> What you need to do:
From the first line to the last, print the data exactly as written.

> Supplied material:

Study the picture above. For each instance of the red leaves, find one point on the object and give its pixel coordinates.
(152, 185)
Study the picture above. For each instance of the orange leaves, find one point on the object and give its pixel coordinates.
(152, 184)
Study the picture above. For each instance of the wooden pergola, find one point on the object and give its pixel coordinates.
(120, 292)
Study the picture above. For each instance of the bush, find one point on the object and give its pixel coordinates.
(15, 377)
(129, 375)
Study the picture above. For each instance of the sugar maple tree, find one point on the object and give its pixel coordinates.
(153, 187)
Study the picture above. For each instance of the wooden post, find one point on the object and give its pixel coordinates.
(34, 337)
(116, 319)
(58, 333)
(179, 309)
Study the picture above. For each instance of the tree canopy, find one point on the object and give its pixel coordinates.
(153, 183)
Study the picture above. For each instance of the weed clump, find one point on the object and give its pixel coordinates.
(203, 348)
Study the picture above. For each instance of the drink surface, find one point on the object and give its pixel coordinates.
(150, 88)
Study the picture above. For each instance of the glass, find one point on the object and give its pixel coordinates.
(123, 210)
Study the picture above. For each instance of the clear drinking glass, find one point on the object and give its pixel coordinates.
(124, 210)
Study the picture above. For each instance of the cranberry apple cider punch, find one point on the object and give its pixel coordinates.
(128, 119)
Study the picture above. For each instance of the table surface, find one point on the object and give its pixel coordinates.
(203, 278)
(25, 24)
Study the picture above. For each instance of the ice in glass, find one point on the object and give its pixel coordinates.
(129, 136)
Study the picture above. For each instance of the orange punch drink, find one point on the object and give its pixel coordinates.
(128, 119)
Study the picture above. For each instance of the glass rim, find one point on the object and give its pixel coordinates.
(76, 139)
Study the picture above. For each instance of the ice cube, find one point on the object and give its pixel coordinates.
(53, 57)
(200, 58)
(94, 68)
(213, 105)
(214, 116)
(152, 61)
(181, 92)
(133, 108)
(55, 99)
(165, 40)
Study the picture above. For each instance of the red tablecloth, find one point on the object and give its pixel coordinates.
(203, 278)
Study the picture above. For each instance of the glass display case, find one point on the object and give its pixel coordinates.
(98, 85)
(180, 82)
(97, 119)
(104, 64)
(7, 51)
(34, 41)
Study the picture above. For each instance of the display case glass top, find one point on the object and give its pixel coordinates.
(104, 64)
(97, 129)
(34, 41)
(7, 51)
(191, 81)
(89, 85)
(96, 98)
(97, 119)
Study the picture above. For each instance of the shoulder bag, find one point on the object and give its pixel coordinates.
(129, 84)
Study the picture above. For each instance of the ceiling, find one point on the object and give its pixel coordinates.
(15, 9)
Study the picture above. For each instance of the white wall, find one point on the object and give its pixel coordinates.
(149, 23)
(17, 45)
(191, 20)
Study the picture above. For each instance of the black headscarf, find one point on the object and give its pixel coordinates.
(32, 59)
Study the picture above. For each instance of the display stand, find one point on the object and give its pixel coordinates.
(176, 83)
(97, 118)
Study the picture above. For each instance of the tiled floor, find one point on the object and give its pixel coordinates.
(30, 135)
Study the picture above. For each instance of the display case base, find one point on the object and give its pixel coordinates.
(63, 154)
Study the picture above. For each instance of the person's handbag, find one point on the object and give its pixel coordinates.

> Output of the exercise:
Study the picture above. For each instance of the red leaves, find one point on the object and give its pixel coordinates.
(152, 185)
Study the picture above. For each instance of the orange leaves, find one point on the object and give its pixel coordinates.
(152, 184)
Study the picture above. For each instance of the wooden pergola, find one point on the object and give its pixel coordinates.
(120, 292)
Study the picture above. For each instance of the bush, find one point on the object and give its pixel coordinates.
(15, 377)
(129, 375)
Study the picture above. For each instance of the sugar maple tree, find one point on the object and give its pixel coordinates.
(153, 187)
Study the picture above. For each instance of the wooden post, find one point on the object and give its pixel coordinates.
(34, 337)
(116, 319)
(58, 333)
(179, 309)
Study the picture above. For each instance of the tree canopy, find one point on the object and give its pixel coordinates.
(153, 183)
Study the picture above. For each instance of the weed clump, find one point on the object and give its pixel coordinates.
(203, 348)
Study the picture above. For each instance of the drink surface, find one point on the object and give its pixel coordinates.
(150, 88)
Study the picture above. For each instance of the glass, find one point on the object and give its pixel coordinates.
(123, 210)
Study the picture above. For each instance of the clear drinking glass, find one point on the object and give its pixel coordinates.
(124, 210)
Study the picture above. For each instance of the cranberry apple cider punch, find one point on the object and give its pixel coordinates.
(128, 119)
Study the picture above. For each instance of the table surface, find one point on the object and give its pixel coordinates.
(203, 278)
(25, 24)
Study the picture above. For each instance of the ice in glass, find one point on the object and give its pixel coordinates.
(129, 136)
Study the picture above. For each instance of the orange punch drink, find one point on the object and give its pixel coordinates.
(128, 119)
Study the picture above. For each instance of the glass rim, find one point on the object and give its pixel coordinates.
(76, 139)
Study the picture above. For each instance of the ice cube, find one point on the object and give its pixel coordinates.
(53, 57)
(200, 58)
(94, 68)
(213, 105)
(214, 116)
(152, 61)
(181, 92)
(133, 108)
(55, 99)
(165, 40)
Study the picture above. For each instance of the red tablecloth, find one point on the object and give its pixel coordinates.
(203, 278)
Study the picture above. For each instance of the glass display case, find one point on the object and give its pixel coordinates.
(98, 85)
(180, 82)
(97, 119)
(104, 64)
(7, 51)
(34, 41)
Study the picture above. For each instance of the display case glass top, find one point on the object and give its pixel coordinates.
(104, 64)
(97, 129)
(34, 41)
(7, 51)
(191, 81)
(89, 85)
(96, 98)
(97, 119)
Study the picture above. For each instance of the shoulder bag, find one point on the object and give its pixel coordinates.
(129, 84)
Study the picture above. For each instance of the ceiling, find one point on the object and give its pixel coordinates.
(15, 9)
Study the picture above. For each instance of the white wall, find one point on the object and give its pixel coordinates.
(149, 23)
(17, 45)
(191, 20)
Study the picture above. For each instance of the black headscarf, find one point on the object and give its pixel coordinates.
(32, 59)
Study the picture above. For each instance of the display stand, find one point on the object and give its pixel coordinates.
(176, 83)
(97, 118)
Study the picture above. For each instance of the tiled floor, find one point on the object and give its pixel coordinates.
(30, 135)
Study the picture above. For each instance of the display case base, find one point on the object and give its pixel coordinates.
(63, 154)
Study the picture above. For each instance of the person's handbag, find one point on the object and give its pixel coordinates.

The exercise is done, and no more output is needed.